Jésuite dont on a retenu qu'il fut envoyé (en 1634) comme exorciste auprès des célèbres ursulines « possédées » de Loudun, mais dont l'importance tient avant tout à son expérience mystique et au fait qu'il fut un des grands spirituels du xviie siècle français.

« Pour porter des paroles d'amour de votre part, j'irai avec une trompette d'or, au milieu des places... » Jean Joseph Surin est parti en aventurier, en gentilhomme gascon, pour les régions inconnues de l'esprit ; mais, quand il parle ainsi, il est atteint depuis vingt ans par la « folie » qui le retient, paralysé, dans le « cachot » d'une infirmerie, au collège de Bordeaux. Il a été pris aux pièges du voyage. Il rêvait d'une bataille où se jeter à corps perdu, « ne trouvant rien de plus beau qu'un coup d'épée reçu au travers du corps, me faisant mourir », disait-il. Le coup lui est venu, mais plus traître, du fond de lui-même. Ce qu'il dit encore, il l'a appris de cette blessure même, bien après la hardiesse des premiers départs. S'il est « l'homme peut-être le plus mystique du xviie siècle » (Malley), c'est parce que d'Artagnan est devenu Job.

Matériau extrait:
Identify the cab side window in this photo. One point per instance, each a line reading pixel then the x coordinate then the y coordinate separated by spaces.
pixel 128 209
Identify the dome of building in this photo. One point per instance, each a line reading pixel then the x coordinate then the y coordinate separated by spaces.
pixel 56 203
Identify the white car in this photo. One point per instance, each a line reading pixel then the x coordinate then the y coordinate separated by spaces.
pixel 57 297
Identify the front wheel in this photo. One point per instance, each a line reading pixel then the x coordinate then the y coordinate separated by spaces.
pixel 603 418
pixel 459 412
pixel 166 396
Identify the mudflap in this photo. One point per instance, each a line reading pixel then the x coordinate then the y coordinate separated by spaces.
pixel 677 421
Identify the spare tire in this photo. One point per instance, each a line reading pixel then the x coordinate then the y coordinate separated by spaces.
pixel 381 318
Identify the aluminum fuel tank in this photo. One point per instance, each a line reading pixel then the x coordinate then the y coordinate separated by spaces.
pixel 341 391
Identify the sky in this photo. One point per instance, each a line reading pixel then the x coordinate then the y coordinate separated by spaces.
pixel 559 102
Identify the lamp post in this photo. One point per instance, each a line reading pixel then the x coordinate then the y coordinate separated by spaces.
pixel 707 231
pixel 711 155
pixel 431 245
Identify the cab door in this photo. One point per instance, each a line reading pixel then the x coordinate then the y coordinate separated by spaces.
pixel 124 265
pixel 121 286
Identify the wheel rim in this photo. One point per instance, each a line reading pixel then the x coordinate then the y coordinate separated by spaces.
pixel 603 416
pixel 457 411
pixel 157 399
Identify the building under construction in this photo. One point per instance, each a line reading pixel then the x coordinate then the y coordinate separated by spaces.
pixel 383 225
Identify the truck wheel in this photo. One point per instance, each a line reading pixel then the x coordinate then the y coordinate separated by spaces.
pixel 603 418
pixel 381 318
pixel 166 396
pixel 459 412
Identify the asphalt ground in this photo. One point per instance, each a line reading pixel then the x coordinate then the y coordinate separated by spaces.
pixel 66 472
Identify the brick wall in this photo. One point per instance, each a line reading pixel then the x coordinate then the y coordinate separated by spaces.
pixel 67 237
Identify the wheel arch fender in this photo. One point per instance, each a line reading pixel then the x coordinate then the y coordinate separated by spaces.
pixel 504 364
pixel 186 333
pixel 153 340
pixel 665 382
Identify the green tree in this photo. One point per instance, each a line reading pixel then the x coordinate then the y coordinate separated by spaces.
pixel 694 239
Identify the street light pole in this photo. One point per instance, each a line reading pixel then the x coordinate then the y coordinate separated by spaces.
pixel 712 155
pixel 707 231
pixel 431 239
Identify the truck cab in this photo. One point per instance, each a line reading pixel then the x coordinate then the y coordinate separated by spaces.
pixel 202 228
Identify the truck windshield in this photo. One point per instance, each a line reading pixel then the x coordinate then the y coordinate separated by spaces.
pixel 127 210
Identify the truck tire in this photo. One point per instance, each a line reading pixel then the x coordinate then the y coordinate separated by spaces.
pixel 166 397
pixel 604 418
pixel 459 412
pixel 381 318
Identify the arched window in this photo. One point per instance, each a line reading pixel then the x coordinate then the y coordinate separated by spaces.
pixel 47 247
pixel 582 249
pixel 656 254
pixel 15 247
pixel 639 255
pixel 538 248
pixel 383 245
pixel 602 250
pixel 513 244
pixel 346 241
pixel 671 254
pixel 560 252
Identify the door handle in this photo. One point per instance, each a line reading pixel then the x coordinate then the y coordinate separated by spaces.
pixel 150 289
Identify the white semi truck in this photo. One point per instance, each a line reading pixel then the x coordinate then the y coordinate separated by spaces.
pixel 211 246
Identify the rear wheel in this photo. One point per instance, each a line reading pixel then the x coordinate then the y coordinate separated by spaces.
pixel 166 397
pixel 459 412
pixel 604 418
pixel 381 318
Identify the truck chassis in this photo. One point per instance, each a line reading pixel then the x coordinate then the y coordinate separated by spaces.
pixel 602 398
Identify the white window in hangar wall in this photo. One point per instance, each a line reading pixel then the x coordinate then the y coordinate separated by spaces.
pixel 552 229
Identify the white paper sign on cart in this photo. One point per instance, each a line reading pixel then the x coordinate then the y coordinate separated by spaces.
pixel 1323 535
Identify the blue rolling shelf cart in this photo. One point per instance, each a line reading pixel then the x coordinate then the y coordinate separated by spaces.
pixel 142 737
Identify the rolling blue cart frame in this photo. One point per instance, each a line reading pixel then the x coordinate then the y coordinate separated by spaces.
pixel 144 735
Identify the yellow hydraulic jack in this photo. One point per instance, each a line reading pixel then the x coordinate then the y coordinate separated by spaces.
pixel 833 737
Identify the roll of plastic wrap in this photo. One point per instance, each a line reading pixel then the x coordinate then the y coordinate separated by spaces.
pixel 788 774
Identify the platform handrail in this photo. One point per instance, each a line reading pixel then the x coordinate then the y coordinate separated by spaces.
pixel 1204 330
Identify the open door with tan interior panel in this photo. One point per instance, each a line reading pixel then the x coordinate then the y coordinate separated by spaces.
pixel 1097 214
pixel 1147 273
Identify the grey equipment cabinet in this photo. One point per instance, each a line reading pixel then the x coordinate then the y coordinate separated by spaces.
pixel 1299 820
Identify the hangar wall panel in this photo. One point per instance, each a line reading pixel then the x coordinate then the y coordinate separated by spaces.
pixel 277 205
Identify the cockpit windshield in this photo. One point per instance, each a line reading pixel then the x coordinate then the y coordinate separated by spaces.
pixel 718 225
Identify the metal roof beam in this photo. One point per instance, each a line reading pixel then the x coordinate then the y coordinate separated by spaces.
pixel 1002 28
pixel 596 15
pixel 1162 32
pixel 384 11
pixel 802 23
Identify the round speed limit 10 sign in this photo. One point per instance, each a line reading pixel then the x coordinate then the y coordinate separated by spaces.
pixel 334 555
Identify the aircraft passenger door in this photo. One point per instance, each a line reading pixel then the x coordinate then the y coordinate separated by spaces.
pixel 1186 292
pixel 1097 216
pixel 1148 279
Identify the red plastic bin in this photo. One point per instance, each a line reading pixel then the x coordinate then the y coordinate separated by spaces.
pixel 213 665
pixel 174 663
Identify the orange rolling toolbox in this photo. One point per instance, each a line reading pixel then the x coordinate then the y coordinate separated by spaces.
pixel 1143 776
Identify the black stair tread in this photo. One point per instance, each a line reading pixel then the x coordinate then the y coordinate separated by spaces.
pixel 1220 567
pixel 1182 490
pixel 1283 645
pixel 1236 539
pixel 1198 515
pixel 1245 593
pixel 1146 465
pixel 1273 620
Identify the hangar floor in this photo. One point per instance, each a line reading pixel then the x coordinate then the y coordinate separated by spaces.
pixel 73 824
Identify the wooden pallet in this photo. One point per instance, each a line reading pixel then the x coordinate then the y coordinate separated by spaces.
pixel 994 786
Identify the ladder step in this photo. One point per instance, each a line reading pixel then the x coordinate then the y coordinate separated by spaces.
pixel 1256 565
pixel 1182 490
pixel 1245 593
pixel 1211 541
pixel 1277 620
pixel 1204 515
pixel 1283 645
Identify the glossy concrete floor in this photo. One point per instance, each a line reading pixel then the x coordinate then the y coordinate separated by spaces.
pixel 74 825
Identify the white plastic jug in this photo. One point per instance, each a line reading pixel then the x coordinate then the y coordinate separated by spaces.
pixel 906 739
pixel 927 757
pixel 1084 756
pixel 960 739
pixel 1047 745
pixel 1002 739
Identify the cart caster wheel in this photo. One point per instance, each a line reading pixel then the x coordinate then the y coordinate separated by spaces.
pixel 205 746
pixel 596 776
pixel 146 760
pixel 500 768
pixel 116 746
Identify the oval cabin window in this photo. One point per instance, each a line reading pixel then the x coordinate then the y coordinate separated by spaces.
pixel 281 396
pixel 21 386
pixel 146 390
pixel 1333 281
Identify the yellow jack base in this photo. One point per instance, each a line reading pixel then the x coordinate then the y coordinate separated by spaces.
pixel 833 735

--

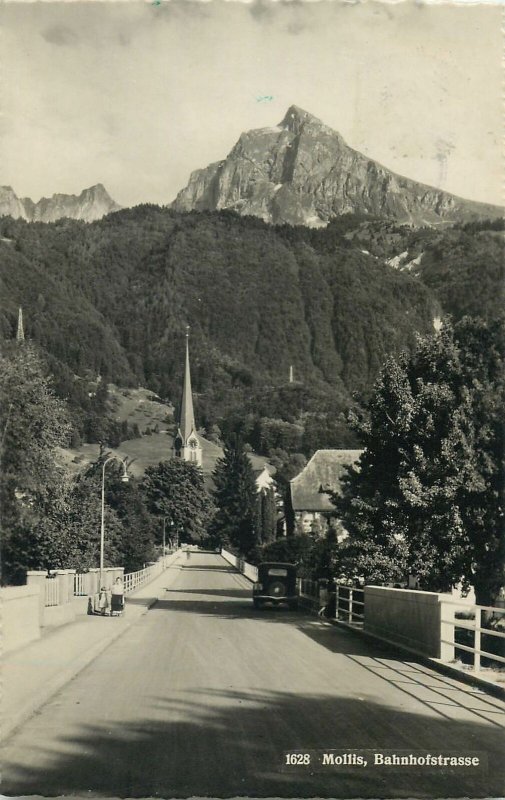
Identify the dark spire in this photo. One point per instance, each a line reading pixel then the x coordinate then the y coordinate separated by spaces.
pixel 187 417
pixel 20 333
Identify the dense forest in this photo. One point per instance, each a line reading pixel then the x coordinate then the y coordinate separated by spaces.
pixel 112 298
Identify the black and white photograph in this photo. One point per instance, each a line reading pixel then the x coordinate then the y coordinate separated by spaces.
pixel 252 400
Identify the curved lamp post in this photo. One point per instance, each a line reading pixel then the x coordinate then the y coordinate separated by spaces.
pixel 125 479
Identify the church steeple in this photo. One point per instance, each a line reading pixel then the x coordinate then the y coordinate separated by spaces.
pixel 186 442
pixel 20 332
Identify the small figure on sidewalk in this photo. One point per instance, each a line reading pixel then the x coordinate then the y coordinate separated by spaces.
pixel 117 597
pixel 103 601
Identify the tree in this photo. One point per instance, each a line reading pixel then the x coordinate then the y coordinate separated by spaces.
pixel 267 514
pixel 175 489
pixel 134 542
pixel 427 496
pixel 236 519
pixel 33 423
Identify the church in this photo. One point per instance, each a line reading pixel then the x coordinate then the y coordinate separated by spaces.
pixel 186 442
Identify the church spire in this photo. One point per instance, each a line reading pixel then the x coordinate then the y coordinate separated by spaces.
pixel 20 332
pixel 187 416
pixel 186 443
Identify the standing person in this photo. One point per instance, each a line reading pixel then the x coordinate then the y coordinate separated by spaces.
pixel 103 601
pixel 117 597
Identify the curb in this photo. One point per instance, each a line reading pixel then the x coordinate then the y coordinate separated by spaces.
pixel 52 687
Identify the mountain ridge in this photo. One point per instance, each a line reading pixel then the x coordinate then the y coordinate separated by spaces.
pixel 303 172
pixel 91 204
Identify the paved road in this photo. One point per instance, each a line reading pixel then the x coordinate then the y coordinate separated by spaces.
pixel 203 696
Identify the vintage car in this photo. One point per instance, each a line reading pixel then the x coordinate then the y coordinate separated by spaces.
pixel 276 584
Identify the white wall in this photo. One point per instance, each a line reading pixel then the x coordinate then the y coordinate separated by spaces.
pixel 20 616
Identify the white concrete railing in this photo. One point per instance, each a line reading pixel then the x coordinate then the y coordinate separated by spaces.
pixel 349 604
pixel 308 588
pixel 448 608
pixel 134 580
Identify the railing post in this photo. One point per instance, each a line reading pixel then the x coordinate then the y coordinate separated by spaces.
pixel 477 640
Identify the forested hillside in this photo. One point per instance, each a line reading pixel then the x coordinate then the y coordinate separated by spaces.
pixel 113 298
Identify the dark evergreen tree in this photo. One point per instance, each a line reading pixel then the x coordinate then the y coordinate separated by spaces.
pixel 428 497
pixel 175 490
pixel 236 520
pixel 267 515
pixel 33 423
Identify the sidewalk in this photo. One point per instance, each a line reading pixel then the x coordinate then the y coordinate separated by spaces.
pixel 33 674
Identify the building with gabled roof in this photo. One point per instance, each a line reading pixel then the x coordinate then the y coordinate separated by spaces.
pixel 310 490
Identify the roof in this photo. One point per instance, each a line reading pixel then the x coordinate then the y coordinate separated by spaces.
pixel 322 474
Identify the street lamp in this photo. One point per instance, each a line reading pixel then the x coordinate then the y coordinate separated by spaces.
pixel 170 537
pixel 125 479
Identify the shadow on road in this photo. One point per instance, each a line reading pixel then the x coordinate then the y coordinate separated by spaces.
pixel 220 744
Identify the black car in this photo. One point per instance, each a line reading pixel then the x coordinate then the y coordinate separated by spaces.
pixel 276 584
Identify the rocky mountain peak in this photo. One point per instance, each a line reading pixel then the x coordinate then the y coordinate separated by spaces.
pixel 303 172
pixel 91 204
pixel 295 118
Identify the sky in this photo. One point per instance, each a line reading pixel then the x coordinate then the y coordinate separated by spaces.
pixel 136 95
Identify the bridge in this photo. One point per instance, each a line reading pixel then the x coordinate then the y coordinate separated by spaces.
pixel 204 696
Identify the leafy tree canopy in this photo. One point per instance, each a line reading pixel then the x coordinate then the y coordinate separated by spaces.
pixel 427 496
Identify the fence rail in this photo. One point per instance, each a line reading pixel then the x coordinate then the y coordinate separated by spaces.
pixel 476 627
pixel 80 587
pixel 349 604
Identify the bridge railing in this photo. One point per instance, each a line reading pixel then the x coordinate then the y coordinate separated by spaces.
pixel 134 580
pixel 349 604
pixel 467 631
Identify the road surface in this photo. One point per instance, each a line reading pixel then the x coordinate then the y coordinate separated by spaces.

--

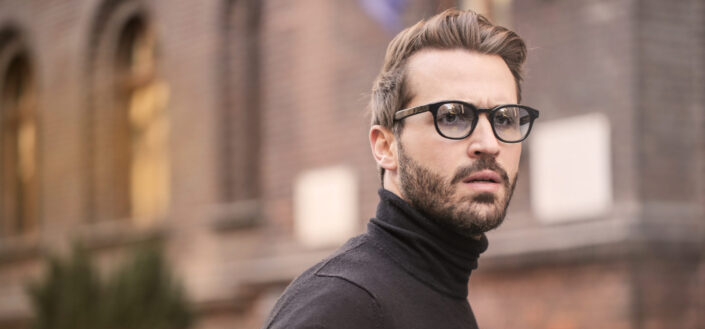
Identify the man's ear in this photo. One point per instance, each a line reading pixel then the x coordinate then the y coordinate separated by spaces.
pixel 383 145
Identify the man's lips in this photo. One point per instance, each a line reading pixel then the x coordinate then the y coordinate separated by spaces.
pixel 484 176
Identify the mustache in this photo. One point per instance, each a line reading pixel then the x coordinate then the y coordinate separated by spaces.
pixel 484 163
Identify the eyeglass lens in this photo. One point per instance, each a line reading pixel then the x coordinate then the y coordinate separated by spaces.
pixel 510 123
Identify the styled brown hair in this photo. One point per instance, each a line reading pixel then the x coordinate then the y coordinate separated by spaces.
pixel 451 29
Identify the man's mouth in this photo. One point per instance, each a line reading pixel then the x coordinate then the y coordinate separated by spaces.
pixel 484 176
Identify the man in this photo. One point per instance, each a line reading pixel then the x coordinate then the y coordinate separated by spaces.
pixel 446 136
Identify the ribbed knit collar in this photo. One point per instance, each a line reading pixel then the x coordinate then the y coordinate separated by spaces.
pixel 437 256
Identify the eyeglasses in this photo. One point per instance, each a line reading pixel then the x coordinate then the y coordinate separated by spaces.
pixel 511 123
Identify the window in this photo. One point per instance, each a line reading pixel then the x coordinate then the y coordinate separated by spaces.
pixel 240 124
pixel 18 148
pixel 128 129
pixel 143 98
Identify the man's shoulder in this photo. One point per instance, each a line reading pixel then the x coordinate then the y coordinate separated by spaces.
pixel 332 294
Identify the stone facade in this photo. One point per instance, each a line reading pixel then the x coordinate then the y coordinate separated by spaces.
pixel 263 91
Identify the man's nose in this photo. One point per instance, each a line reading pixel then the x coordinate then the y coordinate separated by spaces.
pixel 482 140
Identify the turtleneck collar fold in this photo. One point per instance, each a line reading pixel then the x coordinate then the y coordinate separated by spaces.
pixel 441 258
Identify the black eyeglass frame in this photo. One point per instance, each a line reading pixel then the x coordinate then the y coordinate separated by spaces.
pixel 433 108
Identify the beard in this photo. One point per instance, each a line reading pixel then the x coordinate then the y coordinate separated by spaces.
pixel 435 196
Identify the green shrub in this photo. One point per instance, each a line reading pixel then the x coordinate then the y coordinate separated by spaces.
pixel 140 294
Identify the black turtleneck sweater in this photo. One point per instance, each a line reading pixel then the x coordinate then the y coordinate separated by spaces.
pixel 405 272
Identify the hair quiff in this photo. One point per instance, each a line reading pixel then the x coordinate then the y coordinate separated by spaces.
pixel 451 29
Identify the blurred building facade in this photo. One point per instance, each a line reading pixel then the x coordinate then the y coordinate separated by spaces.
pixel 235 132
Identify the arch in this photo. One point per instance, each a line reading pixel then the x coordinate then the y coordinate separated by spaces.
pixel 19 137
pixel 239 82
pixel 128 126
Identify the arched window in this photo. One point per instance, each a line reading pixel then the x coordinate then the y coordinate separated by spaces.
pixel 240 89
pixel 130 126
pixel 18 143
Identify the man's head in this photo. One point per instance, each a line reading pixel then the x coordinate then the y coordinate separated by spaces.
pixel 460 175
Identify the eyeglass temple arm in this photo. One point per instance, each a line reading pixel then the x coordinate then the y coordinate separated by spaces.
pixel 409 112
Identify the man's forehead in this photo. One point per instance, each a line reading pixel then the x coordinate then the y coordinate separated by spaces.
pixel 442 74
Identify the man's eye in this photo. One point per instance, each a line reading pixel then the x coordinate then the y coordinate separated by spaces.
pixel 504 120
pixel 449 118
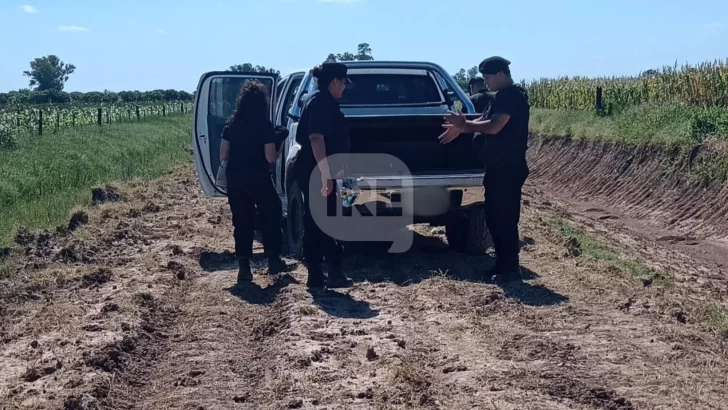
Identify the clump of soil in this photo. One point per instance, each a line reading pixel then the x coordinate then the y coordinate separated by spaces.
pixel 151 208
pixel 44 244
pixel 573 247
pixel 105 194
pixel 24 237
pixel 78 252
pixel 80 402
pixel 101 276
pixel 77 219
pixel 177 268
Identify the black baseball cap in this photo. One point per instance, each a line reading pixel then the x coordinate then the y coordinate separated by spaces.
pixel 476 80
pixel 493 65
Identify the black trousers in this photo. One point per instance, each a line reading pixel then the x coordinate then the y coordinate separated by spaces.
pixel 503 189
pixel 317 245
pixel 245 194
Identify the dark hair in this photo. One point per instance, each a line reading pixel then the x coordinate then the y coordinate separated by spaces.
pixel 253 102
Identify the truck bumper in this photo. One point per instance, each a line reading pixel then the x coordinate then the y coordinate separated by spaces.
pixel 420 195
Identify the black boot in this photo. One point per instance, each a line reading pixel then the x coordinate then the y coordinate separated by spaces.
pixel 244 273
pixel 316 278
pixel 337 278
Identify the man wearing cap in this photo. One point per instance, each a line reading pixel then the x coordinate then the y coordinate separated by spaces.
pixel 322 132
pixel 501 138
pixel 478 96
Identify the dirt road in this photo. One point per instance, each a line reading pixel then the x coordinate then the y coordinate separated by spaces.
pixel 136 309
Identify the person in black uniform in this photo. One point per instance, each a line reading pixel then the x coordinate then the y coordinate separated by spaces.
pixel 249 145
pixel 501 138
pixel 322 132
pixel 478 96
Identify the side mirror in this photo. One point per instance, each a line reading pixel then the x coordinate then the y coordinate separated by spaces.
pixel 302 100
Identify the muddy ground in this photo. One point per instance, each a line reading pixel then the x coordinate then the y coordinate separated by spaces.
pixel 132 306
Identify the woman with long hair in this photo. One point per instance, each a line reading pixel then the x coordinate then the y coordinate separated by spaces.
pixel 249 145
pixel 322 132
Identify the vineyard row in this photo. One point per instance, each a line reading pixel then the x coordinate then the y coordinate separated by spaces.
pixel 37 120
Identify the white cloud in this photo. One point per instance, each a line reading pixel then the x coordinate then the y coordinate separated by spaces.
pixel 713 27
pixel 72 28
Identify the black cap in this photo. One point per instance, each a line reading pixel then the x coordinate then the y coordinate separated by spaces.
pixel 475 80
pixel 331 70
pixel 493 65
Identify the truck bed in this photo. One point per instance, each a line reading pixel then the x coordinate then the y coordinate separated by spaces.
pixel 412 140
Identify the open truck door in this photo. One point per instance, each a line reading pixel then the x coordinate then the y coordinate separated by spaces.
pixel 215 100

Exercices:
A. D'après le texte sur Jean Joseph Surin, à quoi tient avant tout l'importance de ce jésuite, au-delà de sa mission d'exorciste à Loudun ? Répondez en une à trois phrases.
B. Poursuivez le texte sur Jean Joseph Surin à la suite de sa dernière phrase.
Le matériau ci-dessus est indépendant du texte sur Jean Joseph Surin.

Corrigé:
A. Son importance tient avant tout à son expérience mystique. Elle tient aussi au fait qu'il fut un des grands spirituels du xviie siècle français.

B.
Sa correspondance révèle, comme à l'état sauvage, un génie ardent et blessé. Il aime trop la vérité pour chercher à être exemplaire. Il témoigne, il souffre de l'amour sans aucun souci, et peut-être sans avoir assez le souci des limites qu'il outrepasse. Ce qu'il sait de l'absolu qui détruit et refait, il l'expérimente sans être délivré de son mal ni cesser de pousser l'audace jusqu'à la témérité. Rapide, intransigeant, il poursuit sa course. Mais c'est en claudiquant, depuis ce jour de 1645 où, saisi d'une impulsion qui symbolise le geste de sa vie, il s'est jeté d'une fenêtre et brisé la jambe ; c'est aussi, très longtemps, poussé par l'angoisse qui est, dès ses premières années, le bruit d'une image insaisissable ; c'est en poète et, dit-il, en « enfant perdu » ; c'est encore avec sa sensibilité de lettré, avec son ironie et sa passion d'intellectuel ; c'est en militant, ami des « pauvres » paysans et circulant dans les campagnes rongées par la misère ; en robin rompu aux subtilités du style parlementaire ; en gentilhomme qui désigne son humiliation même comme « un beau bouquet sur son chapeau ».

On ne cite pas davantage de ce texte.